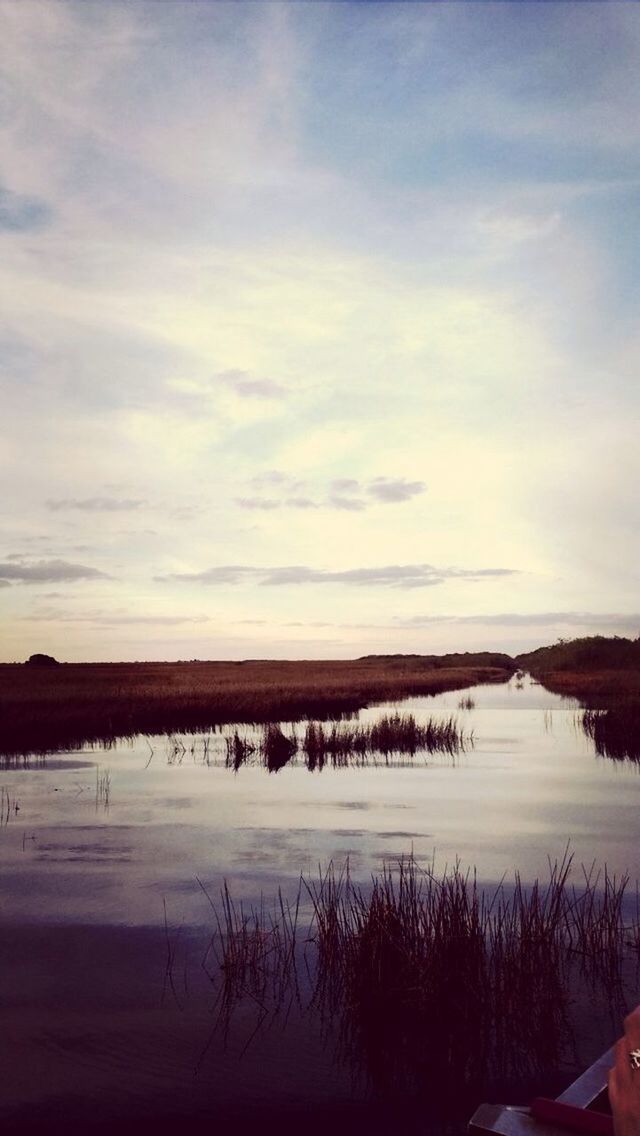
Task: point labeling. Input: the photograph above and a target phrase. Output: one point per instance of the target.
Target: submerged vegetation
(615, 733)
(604, 674)
(43, 709)
(430, 980)
(346, 743)
(598, 670)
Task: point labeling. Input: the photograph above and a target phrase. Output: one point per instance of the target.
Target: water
(105, 868)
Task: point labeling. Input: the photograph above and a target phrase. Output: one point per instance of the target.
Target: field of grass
(604, 674)
(46, 708)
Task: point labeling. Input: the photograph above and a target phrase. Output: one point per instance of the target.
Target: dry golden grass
(596, 687)
(51, 707)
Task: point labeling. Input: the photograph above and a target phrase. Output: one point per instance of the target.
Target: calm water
(91, 1033)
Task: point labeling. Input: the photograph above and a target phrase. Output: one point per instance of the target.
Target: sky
(318, 327)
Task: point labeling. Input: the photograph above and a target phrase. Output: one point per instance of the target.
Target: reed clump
(615, 732)
(341, 744)
(427, 977)
(43, 709)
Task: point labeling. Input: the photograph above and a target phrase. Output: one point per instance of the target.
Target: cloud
(393, 489)
(47, 571)
(248, 387)
(405, 576)
(531, 619)
(263, 503)
(94, 504)
(225, 574)
(350, 504)
(19, 214)
(113, 619)
(300, 503)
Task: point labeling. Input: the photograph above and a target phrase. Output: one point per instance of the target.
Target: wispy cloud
(260, 503)
(113, 619)
(530, 619)
(94, 504)
(19, 212)
(47, 571)
(393, 489)
(349, 504)
(405, 576)
(300, 503)
(247, 386)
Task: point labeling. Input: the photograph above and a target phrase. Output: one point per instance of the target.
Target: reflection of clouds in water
(405, 836)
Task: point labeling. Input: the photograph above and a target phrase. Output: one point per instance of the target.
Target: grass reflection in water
(430, 984)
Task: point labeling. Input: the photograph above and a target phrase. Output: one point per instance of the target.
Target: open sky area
(318, 333)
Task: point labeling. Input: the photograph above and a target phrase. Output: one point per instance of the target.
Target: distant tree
(42, 660)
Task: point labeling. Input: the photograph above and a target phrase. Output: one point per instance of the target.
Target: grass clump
(341, 744)
(48, 708)
(429, 980)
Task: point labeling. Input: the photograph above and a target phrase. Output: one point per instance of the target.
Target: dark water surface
(102, 857)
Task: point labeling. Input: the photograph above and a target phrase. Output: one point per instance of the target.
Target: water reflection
(84, 947)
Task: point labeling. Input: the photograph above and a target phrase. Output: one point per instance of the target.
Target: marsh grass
(615, 733)
(427, 978)
(466, 703)
(9, 807)
(102, 787)
(43, 709)
(343, 744)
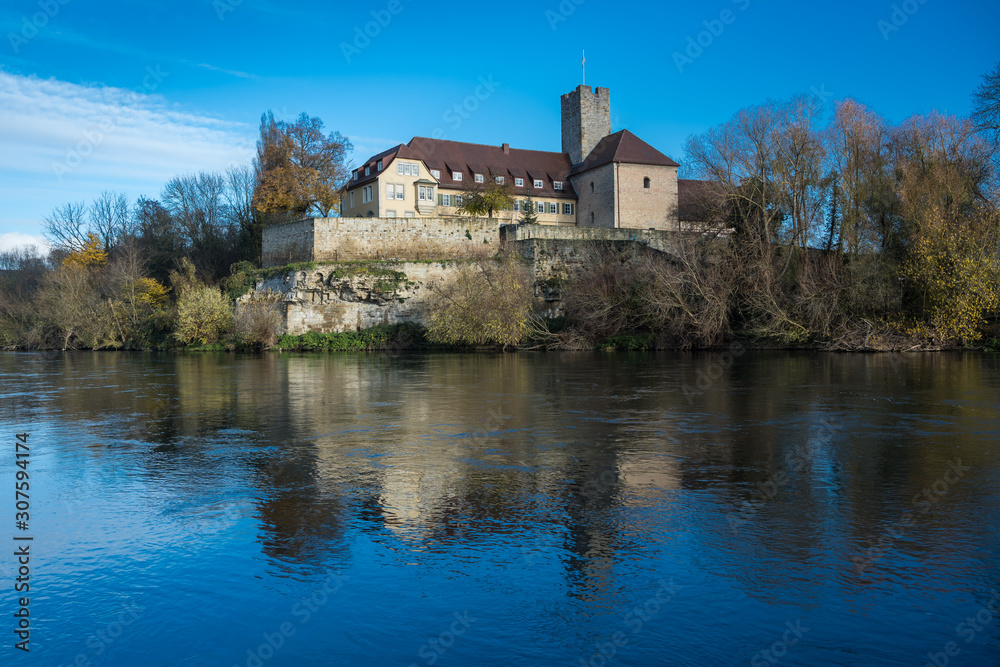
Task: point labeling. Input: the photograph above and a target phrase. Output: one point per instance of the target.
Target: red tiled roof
(622, 147)
(470, 159)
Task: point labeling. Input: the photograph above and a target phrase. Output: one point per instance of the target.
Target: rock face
(348, 297)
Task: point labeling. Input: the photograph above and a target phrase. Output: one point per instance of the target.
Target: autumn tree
(299, 169)
(493, 194)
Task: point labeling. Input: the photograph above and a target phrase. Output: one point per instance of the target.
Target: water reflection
(769, 475)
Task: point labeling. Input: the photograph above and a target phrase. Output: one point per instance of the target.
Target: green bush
(204, 315)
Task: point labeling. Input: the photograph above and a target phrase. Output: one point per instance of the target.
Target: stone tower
(586, 119)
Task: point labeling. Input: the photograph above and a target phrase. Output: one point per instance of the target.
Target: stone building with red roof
(599, 179)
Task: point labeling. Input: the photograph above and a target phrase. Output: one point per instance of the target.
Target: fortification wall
(354, 239)
(345, 297)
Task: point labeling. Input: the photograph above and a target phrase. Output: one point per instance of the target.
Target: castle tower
(586, 119)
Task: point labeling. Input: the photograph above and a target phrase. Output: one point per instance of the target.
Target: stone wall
(346, 297)
(353, 239)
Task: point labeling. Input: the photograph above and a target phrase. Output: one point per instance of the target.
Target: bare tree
(66, 227)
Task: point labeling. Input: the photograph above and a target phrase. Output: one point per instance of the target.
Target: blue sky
(121, 96)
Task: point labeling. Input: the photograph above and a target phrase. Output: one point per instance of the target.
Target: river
(502, 509)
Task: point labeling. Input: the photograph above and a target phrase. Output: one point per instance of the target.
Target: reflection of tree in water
(301, 518)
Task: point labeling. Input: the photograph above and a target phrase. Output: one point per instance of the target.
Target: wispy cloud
(230, 72)
(119, 140)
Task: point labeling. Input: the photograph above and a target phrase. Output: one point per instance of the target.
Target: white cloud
(59, 138)
(12, 240)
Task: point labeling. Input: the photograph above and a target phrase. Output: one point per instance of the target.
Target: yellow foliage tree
(956, 276)
(91, 255)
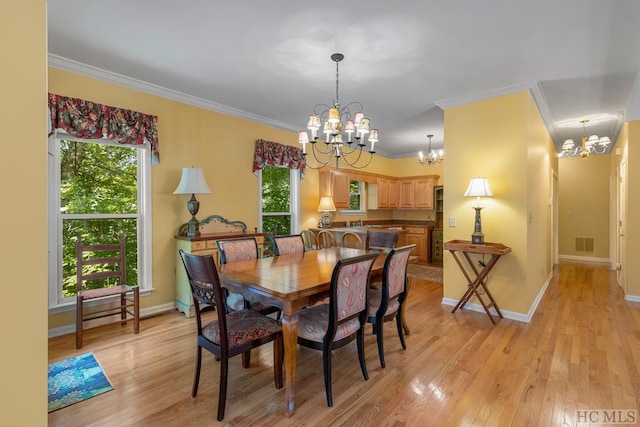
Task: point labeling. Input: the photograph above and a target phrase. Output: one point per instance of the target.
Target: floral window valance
(88, 120)
(276, 154)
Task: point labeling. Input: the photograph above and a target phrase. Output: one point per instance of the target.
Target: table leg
(405, 327)
(290, 336)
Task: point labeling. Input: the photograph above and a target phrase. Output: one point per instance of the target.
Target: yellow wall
(584, 204)
(223, 146)
(189, 136)
(505, 140)
(629, 145)
(23, 85)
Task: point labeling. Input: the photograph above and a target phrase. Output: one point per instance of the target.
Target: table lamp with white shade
(326, 206)
(192, 182)
(478, 187)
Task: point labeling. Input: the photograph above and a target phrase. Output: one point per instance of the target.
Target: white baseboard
(513, 315)
(577, 258)
(71, 328)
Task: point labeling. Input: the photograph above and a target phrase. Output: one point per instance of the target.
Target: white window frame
(361, 191)
(145, 275)
(294, 202)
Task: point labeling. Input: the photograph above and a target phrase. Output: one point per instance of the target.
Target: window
(279, 200)
(356, 200)
(99, 190)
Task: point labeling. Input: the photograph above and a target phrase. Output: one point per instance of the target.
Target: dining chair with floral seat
(309, 239)
(229, 334)
(387, 303)
(381, 241)
(330, 326)
(286, 245)
(242, 249)
(351, 239)
(326, 239)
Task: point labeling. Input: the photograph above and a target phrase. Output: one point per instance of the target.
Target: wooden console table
(496, 250)
(213, 228)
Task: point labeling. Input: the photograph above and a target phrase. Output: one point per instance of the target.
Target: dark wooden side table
(465, 247)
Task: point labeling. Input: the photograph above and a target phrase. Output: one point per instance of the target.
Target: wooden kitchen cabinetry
(335, 184)
(383, 194)
(416, 193)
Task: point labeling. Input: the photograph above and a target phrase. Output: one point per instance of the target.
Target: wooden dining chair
(230, 334)
(286, 245)
(326, 239)
(309, 239)
(387, 303)
(102, 273)
(351, 239)
(242, 249)
(330, 326)
(381, 241)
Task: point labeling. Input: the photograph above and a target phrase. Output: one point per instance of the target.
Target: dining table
(290, 282)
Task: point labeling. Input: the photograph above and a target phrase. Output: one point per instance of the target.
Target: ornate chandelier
(432, 156)
(334, 120)
(593, 144)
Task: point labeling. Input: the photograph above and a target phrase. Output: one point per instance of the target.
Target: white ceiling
(404, 60)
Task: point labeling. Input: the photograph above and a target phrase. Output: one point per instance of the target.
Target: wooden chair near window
(381, 241)
(309, 239)
(286, 245)
(387, 303)
(101, 273)
(330, 326)
(326, 239)
(231, 333)
(242, 249)
(351, 239)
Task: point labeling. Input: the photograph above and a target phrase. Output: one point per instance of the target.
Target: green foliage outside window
(354, 195)
(276, 200)
(97, 179)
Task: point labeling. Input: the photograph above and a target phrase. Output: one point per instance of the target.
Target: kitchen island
(408, 234)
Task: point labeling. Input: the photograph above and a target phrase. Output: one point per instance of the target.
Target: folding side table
(465, 247)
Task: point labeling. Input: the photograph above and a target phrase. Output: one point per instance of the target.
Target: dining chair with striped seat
(387, 303)
(330, 326)
(242, 249)
(286, 245)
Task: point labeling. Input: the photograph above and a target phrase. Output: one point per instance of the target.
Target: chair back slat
(326, 239)
(309, 239)
(351, 240)
(286, 245)
(111, 258)
(349, 285)
(205, 287)
(395, 270)
(381, 240)
(235, 250)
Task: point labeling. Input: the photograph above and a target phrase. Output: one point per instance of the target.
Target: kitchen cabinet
(335, 184)
(416, 193)
(383, 194)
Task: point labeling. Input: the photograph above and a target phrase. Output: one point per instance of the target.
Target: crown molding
(481, 96)
(66, 64)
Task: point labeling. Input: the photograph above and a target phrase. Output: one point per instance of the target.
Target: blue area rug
(76, 379)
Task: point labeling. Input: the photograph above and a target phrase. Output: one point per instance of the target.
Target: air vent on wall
(584, 244)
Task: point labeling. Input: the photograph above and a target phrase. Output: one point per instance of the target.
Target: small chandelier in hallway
(592, 144)
(432, 156)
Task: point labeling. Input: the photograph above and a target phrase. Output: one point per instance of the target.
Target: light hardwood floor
(580, 351)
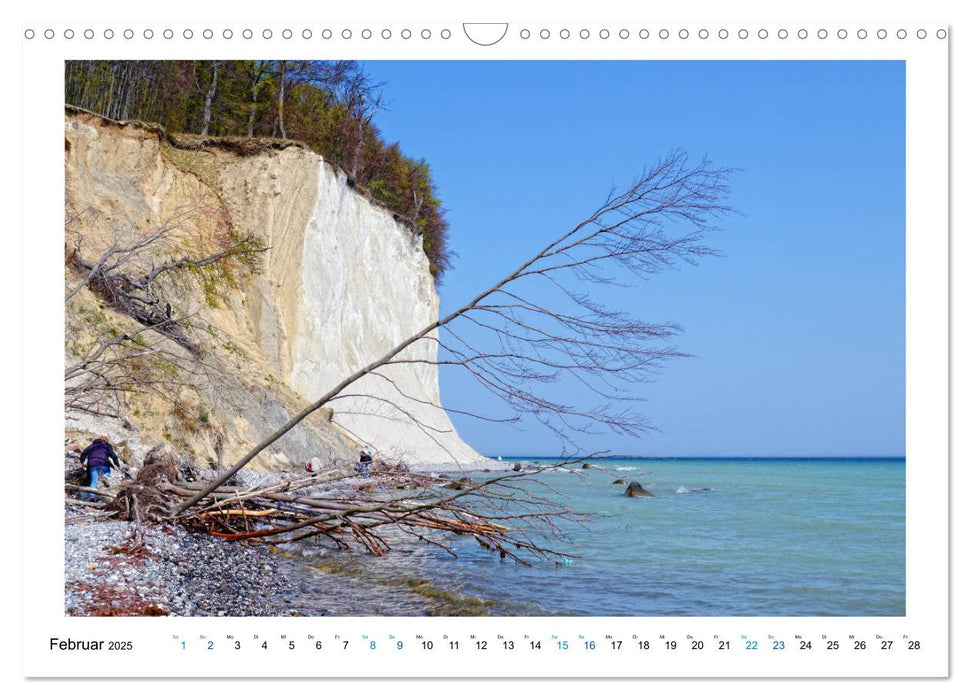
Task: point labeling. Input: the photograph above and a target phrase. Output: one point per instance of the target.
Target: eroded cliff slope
(339, 283)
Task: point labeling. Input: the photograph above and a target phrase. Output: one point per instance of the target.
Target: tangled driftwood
(505, 514)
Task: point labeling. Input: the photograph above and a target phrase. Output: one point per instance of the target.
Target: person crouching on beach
(364, 464)
(98, 457)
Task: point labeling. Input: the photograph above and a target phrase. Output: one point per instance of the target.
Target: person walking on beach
(98, 457)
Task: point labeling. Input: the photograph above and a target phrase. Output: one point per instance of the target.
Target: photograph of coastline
(407, 338)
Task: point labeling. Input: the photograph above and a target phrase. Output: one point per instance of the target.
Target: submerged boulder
(634, 489)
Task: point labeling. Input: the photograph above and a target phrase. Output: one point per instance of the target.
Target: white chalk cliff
(342, 283)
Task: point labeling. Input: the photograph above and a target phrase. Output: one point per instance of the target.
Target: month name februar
(74, 645)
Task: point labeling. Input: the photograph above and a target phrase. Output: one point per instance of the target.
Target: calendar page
(485, 349)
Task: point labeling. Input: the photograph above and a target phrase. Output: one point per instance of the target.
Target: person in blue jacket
(98, 457)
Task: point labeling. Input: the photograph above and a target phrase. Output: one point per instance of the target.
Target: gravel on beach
(170, 572)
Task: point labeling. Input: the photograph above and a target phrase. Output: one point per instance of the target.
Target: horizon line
(627, 456)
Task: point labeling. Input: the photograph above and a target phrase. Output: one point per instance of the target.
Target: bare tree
(654, 224)
(210, 94)
(161, 352)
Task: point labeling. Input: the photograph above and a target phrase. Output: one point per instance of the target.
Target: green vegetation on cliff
(328, 105)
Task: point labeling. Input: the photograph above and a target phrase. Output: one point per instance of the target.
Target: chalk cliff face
(341, 284)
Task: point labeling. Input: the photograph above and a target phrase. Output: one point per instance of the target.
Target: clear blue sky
(797, 333)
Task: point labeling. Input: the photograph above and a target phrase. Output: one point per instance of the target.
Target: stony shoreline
(112, 568)
(109, 570)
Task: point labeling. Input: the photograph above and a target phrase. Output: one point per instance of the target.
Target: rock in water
(634, 489)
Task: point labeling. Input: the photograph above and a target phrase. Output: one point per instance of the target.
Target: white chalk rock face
(366, 287)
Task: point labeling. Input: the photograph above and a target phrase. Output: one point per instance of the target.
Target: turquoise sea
(721, 537)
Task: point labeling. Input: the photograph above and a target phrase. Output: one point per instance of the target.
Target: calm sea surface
(722, 537)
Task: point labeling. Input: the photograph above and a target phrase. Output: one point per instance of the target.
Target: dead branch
(658, 222)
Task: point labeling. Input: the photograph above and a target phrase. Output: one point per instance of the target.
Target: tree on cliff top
(328, 105)
(660, 220)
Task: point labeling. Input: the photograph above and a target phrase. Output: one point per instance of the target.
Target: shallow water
(725, 537)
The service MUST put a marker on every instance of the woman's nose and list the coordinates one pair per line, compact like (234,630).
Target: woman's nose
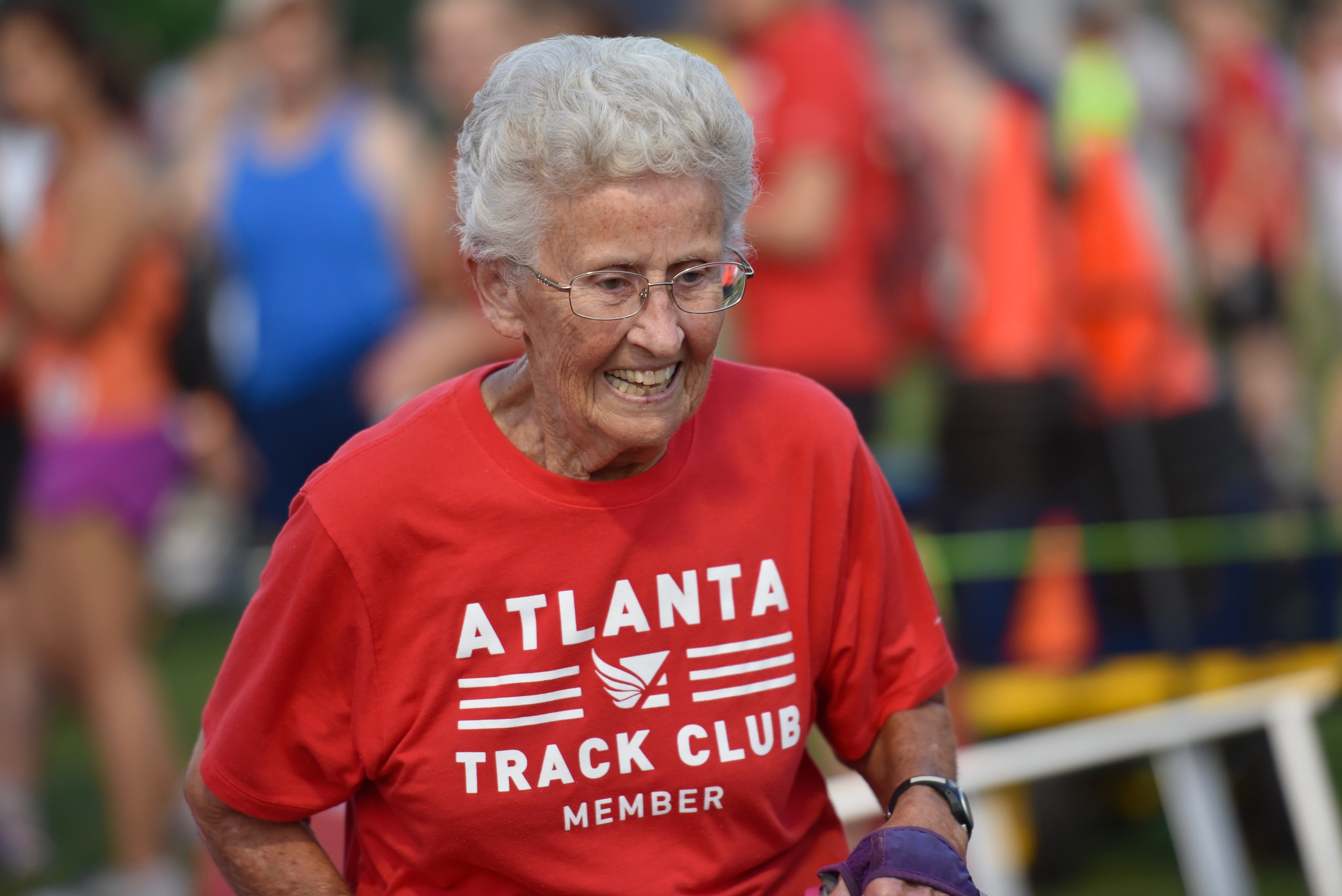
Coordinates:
(658,328)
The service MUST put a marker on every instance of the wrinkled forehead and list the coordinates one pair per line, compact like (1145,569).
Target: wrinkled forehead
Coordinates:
(650,220)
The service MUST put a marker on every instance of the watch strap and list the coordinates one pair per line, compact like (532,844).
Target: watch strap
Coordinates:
(949,791)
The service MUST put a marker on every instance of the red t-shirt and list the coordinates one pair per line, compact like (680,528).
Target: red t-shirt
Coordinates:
(812,88)
(533,685)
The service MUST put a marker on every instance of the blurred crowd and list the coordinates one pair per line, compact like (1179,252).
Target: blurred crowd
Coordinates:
(211,282)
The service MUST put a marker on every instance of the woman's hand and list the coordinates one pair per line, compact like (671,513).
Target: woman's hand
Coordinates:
(889,887)
(914,742)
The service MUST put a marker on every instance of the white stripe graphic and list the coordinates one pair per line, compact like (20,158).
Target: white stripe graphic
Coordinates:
(470,725)
(741,668)
(737,647)
(521,678)
(521,702)
(700,697)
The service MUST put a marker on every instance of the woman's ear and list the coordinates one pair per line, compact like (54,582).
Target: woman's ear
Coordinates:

━━━━━━━━━━

_The problem_. Throughout the records above, find the lines in which the word "woman" appears and return them.

_Task response_.
The service MUST put a marker on every instance of the woman's nose and list the coordinates one pair per line, compact like (234,630).
Target: woman's nose
The service MUST put a marker on every instance of the woman's hand and list the coordinates one pair per line, compact like (671,513).
Target: woman's hand
The service MUST put a marker on every instance of the woman's ear and list the coordinates one pair per line, compact like (54,582).
Target: woman's ear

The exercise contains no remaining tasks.